Passage provided:
%%

WHAT IS THE LAW?
MANDATORY DETENTION UNDER INTERNATIONAL LAW
Article 9(1) of the International Covenant on Civil and Political Rights (‘ICCPR’) recognises freedom from arbitrary and unlawful detention. It reads:
Everyone has the right to liberty and security of person. No one shall be subjected to arbitrary arrest or detention. No one shall be deprived of his liberty except on such grounds and in accordance with such procedure as are established by law.
Detention must be “lawful” under both domestic and international law. Furthermore, it must not be arbitrary, or, in other words, it must not be unreasonable and disproportionate. The UN Human Rights Committee has released General Comment 35, to explain the meaning of Article 9 (see paragraph 18 on immigration detention).
The UN Human Rights Committee has said that the detention of asylum seekers for specific purposes, such as health checks, identity checks, security checks, is permissible. Furthermore, the detention of an asylum-seeker in order to prevent that person disappearing into the community, in order to ensure that the person is available for deportation is permissible (see Jalloh v Netherlands). However, there cannot be an automatic presumption that all people will seek to abscond: it must be reasonable to believe that that particular asylum seeker will seek to do so.
The mandatory detention of all asylum seekers, or (as in Australia) of all who arrive by boat without a visa, without the individual consideration of the whether it is necessary to detain a particular individual, is a breach of Article 9(1) (see, for example, the HRC decisions of A v Australia and C v Australia).

%%

(Contour labeling entries)
%%

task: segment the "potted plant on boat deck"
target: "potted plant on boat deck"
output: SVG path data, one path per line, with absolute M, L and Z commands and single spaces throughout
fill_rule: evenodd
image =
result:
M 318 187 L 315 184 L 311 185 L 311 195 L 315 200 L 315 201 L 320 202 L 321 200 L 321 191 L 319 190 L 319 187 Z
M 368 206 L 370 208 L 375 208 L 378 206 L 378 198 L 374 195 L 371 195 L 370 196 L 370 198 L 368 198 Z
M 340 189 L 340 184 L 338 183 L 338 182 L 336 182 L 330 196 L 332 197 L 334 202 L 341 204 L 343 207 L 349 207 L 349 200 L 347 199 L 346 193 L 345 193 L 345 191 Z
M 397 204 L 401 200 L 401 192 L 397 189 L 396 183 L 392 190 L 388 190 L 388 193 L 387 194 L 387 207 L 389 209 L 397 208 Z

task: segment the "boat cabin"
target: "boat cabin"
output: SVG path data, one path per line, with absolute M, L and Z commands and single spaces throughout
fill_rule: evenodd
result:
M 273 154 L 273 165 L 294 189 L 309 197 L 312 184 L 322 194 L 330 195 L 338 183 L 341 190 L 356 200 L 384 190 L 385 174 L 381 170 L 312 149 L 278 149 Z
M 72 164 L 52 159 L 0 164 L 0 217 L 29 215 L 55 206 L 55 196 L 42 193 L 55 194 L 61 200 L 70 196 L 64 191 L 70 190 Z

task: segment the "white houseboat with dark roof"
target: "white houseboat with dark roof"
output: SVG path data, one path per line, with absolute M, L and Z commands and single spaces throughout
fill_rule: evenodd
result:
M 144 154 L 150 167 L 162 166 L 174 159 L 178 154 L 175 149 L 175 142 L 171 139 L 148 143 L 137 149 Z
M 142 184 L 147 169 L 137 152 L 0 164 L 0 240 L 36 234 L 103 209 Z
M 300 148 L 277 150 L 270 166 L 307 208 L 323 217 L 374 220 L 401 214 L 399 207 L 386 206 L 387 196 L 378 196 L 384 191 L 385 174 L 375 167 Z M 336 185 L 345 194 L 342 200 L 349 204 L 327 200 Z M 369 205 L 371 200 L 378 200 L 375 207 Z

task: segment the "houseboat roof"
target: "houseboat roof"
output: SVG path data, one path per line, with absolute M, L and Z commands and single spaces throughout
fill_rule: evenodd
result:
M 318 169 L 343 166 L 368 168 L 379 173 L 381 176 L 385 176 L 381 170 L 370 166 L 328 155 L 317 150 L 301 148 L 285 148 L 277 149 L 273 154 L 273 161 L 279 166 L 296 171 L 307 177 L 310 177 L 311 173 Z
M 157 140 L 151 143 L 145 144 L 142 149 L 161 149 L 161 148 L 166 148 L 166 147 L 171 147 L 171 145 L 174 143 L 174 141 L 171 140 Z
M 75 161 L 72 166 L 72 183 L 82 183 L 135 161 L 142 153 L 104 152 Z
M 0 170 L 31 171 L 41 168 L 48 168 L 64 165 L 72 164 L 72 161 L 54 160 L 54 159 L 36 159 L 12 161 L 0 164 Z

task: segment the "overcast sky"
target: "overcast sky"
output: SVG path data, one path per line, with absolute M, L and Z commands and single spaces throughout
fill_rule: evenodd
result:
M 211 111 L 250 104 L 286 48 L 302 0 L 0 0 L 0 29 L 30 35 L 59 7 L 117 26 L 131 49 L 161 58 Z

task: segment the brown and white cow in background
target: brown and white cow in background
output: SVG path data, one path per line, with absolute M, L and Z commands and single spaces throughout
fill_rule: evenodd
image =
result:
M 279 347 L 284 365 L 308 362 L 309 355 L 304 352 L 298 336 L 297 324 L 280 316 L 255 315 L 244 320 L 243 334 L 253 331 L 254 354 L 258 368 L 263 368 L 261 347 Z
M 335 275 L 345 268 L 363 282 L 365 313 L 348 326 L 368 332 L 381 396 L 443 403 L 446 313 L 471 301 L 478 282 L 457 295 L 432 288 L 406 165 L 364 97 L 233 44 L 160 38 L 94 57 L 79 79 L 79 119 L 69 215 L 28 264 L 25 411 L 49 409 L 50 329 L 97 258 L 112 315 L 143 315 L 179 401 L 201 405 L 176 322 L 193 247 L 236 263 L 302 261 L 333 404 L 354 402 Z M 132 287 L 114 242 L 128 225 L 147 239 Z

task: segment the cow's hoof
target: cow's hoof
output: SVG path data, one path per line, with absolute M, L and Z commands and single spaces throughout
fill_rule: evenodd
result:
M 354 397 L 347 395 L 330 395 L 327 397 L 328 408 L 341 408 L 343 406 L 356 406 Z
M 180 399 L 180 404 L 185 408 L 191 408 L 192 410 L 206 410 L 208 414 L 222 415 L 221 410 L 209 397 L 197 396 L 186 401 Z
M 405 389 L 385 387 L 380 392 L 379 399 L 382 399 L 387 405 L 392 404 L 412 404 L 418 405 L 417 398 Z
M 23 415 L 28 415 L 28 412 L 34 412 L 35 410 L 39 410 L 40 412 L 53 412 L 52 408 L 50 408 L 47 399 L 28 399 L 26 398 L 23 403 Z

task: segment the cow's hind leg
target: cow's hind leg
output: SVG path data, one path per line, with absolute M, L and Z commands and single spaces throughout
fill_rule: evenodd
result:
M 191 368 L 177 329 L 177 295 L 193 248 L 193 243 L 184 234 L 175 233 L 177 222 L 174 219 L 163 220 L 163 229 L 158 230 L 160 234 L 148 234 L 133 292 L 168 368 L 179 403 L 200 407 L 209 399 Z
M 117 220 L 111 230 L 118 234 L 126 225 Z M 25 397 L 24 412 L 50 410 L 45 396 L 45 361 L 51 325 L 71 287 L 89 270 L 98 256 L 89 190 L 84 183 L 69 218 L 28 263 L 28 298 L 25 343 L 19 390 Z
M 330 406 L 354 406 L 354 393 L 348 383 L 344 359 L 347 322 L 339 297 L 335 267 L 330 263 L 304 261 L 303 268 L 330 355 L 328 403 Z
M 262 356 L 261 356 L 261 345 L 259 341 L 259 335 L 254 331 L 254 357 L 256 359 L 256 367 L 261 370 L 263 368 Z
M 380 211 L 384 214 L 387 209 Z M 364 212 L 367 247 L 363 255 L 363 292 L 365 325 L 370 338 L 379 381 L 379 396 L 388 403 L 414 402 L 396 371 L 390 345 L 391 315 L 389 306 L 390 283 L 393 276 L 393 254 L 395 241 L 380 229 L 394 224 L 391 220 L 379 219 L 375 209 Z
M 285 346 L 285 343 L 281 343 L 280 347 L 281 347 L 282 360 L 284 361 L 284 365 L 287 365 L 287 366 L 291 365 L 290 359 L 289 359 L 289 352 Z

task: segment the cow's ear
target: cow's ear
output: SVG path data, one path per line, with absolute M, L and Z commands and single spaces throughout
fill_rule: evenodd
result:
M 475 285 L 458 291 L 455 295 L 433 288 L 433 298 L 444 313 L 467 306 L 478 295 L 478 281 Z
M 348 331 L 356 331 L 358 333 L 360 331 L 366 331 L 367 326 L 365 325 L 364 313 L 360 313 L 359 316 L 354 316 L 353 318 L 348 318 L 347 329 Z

%%

Directions:
**a)** Please list every case named in the passage on mandatory detention under international law.
**b)** Extend the passage on mandatory detention under international law, picking up right after its final sentence.

Exercise answers:
**a)**
Jalloh v Netherlands
A v Australia
C v Australia

**b)**
Indefinite detention also breaches Article 9(1) – see M.M.M. v Australia and F.K.A.G v Australia, and this the case note). These cases involved the ongoing detention of refugees who had been deemed to be security risks by Australia’s secret intelligence agency, ASIO. There was no procedure for bringing that detention to an end, so it was effectively indefinite.
Children seeking asylum (AHRC Snapshot Report, 2013) (and indeed all children) are also entitled to additional protections under the Convention on the Rights of the Child (‘CRC’). Article 37(b) states that:
… The arrest, detention or imprisonment of a child shall be in conformity with the law and shall be used only as a measure of last resort and for the shortest appropriate period of time
Conditions of Detention
Conditions of detention are a separate issue to the instances in which detention itself is or is not allowed. If the conditions of detention are sufficiently severe, they may constitute a breach of Article 7 and Article 10 of the ICCPR. Article 7 reads:
No one shall be subjected to torture or to cruel, inhuman or degrading treatment or punishment.
Article 10(1) reads:
All persons deprived of their liberty shall be treated with humanity and with respect for the inherent dignity of the human person.
For example, the psychological impacts of long-term or indefinite immigration detention have been deemed to be cruel, inhuman and degrading treatment in C v Australia, M. M. M. v Australia, and F. K. A. G v Australia.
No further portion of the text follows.